### [Exercise instructions]
**a.** In the investment policy excerpt, copy the passage from "Ken Rosenthal briefly" to "with its policy.", swapping "trustees" for "board members".
**b.** Name every country mentioned in the investment policy excerpt.

### [Document excerpt]
Elaborating on the negative, he made clear that the decision not to invest in a given field should not necessarily be taken to mean that the relevant activity is illegal or immoral. For example, although this is nowhere specified in the Guidelines, the College chooses not to invest in firms a major portion of whose business involves alcoholic beverages or so-called adult entertainment (pornography). The investment policy is a voluntary statement of values and resource-allocation preferences.

(2) The Guidelines, following the same structure and numbering as the Policy, in essence go on to explain some of the metrics and evaluation procedures. For example, on the positive side, workplace conditions can be measured by a combination of “policies,” “certifications” (OSHA and equivalents), “programs,” and “performance (e.g. statistics on employee injuries and fatalities measured against industry averages, etc.) (pp. 1-2: Point 4). On the negative side, a pattern of discrimination might be measured (p. 4: Point D) by such factors as fines, penalties, and legal settlements, or individual or class-action lawsuits involving the Equal Employment Opportunity Commission.


Echoing Scott’s earlier remark, Warner affirmed, “we don’t divest from countries, we divest from firms.” “In some cases, with human rights violations, the process begins with countries and moves to funds. Closer scrutiny of investments in a particular country could be triggered if the latter had a particularly egregious human rights record might. He cited the examples of South Africa in the past, and countries practicing genocide, such as Sudan, today. Still, the point again was the firms and their practices. Thus, the prevalence of sweatshops in Indonesia might trigger a close review of firms there, but the outcome might be a decision not to invest in Nike and Gap—not a ban on investment in Indonesia.

Ken Rosenthal briefly explained proxy voting (Policy, p. 3), which adheres to the same principles as the old, namely supporting propositions that seek to eliminate or reduce "ESG injury," and opposing the reverse. The difference lies in the context: the old policy [III.D] envisioned the trustees as "voting their shares at meetings of stockholders by proxy." The new one explains that, "The College generally invests in funds, rather than individual companies, and usually has no opportunity to exercise the voting rights of shareholders because they are delegated to the manager(s)." The College simply instructs the manager(s) to cast any votes in accordance with its policy.

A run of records
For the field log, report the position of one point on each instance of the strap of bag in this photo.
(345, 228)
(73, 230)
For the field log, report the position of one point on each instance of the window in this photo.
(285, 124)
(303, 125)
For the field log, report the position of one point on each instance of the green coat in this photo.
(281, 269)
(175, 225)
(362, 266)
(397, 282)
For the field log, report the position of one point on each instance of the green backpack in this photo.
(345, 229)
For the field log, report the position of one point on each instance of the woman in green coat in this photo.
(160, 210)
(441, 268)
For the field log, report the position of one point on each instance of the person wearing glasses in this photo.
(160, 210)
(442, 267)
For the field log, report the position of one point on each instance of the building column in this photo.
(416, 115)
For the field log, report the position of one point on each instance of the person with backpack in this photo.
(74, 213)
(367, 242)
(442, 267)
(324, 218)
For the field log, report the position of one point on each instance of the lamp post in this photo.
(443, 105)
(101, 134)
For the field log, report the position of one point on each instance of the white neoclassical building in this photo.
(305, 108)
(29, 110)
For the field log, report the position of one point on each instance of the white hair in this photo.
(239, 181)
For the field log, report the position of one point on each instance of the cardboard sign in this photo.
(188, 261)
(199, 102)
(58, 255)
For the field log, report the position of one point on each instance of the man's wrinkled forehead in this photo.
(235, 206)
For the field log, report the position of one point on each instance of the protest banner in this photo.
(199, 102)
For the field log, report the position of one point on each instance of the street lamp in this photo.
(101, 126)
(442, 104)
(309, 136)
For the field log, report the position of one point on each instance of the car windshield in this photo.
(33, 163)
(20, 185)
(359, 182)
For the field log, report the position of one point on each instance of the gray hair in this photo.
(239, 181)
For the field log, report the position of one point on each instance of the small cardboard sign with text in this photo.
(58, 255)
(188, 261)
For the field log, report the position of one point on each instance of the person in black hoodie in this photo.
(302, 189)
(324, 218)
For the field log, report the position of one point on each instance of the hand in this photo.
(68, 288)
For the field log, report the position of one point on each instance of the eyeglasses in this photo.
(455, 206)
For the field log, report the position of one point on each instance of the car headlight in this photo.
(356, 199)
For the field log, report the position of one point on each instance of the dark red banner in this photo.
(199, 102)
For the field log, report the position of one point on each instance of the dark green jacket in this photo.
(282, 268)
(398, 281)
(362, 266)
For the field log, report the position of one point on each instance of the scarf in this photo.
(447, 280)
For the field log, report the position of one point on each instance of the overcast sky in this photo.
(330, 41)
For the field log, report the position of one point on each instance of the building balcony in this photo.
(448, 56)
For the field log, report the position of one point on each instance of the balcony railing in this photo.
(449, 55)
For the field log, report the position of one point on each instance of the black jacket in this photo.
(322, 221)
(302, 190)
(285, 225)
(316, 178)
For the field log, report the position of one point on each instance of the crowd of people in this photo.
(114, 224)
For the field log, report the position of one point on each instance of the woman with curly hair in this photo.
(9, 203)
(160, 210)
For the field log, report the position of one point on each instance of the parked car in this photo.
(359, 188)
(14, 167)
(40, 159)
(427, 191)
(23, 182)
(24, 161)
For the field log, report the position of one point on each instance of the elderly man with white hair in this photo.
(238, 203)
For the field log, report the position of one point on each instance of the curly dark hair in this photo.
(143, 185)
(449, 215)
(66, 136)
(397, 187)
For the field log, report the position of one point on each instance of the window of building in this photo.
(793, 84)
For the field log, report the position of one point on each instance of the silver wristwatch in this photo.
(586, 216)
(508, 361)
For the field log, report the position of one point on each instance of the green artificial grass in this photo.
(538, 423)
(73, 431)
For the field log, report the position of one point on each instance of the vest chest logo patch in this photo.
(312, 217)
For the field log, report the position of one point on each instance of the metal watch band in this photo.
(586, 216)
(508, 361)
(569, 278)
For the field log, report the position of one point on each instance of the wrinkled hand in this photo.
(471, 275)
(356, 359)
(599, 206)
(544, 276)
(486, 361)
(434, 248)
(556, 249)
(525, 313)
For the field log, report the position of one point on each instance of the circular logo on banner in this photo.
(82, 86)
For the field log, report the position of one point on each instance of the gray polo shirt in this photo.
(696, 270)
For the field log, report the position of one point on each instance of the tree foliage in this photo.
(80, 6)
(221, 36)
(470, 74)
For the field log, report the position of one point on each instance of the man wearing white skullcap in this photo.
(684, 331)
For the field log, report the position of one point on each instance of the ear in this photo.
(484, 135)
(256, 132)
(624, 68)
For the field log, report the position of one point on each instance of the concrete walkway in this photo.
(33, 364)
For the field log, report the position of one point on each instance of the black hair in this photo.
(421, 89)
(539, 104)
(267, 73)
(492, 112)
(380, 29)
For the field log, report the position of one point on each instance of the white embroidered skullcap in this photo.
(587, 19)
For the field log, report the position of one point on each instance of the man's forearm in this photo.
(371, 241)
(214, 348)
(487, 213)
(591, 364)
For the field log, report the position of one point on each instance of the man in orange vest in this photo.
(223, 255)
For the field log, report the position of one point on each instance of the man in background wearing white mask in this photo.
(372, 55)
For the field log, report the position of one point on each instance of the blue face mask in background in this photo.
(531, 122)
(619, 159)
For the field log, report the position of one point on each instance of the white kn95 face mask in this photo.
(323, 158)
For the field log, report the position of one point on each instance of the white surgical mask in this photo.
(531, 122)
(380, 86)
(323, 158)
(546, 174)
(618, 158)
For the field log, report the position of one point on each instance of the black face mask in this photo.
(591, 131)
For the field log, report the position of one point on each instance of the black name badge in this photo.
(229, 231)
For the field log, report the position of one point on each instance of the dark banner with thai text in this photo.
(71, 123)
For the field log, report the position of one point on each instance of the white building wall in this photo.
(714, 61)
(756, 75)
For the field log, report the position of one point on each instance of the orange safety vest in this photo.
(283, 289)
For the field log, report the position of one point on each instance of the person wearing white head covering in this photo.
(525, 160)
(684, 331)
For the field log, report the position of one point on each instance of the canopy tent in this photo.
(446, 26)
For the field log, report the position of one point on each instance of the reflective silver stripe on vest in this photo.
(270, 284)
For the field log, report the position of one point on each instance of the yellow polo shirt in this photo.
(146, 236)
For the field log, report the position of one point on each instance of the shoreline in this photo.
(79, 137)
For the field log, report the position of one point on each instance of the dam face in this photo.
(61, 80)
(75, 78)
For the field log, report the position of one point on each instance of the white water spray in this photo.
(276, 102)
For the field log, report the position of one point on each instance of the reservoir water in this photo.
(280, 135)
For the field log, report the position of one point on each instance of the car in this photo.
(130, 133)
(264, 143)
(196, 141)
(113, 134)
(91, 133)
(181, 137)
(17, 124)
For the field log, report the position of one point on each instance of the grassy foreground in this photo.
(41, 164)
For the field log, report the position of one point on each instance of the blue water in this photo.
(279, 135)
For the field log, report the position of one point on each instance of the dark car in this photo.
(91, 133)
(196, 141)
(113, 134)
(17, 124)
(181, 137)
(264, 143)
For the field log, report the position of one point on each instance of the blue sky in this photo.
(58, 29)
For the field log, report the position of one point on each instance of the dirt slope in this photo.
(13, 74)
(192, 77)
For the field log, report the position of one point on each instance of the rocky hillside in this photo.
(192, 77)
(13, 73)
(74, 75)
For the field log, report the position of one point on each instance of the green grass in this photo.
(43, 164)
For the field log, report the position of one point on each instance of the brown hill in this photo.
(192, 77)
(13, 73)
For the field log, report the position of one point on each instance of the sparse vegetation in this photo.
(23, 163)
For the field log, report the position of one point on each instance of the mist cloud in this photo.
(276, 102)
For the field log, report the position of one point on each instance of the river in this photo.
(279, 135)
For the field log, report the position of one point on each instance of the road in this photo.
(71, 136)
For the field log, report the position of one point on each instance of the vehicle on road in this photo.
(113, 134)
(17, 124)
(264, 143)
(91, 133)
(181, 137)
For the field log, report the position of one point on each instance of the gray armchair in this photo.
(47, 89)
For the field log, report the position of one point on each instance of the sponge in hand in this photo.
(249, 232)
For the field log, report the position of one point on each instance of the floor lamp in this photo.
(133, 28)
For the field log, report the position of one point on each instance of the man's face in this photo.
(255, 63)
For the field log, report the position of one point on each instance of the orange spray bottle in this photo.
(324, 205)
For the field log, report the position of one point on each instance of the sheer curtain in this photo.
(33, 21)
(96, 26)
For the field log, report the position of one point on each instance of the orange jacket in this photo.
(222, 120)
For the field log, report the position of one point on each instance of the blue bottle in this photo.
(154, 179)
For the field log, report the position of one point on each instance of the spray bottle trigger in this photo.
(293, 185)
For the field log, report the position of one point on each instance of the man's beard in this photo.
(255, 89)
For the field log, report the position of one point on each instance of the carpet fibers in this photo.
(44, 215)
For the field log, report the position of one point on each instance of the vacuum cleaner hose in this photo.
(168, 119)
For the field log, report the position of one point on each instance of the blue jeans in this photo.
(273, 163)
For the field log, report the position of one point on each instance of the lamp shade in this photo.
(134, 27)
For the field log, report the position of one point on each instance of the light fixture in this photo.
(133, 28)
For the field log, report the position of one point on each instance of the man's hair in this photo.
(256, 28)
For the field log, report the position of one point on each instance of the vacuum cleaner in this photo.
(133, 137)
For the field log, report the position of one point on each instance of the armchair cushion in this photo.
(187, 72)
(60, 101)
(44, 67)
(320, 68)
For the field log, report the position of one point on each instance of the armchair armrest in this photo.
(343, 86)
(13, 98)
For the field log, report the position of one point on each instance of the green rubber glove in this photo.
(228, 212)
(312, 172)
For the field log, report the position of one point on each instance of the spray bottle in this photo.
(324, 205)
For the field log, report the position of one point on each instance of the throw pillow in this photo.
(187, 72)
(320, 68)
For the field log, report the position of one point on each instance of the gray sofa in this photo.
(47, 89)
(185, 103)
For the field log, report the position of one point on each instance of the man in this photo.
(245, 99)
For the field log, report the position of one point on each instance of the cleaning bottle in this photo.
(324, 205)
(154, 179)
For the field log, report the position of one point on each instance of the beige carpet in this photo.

### [Solutions in order]
**a.**
Ken Rosenthal briefly explained proxy voting (Policy, p. 3), which adheres to the same principles as the old, namely supporting propositions that seek to eliminate or reduce "ESG injury," and opposing the reverse. The difference lies in the context: the old policy [III.D] envisioned the board members as "voting their shares at meetings of stockholders by proxy." The new one explains that, "The College generally invests in funds, rather than individual companies, and usually has no opportunity to exercise the voting rights of shareholders because they are delegated to the manager(s)." The College simply instructs the manager(s) to cast any votes in accordance with its policy.

**b.** South Africa, Sudan, Indonesia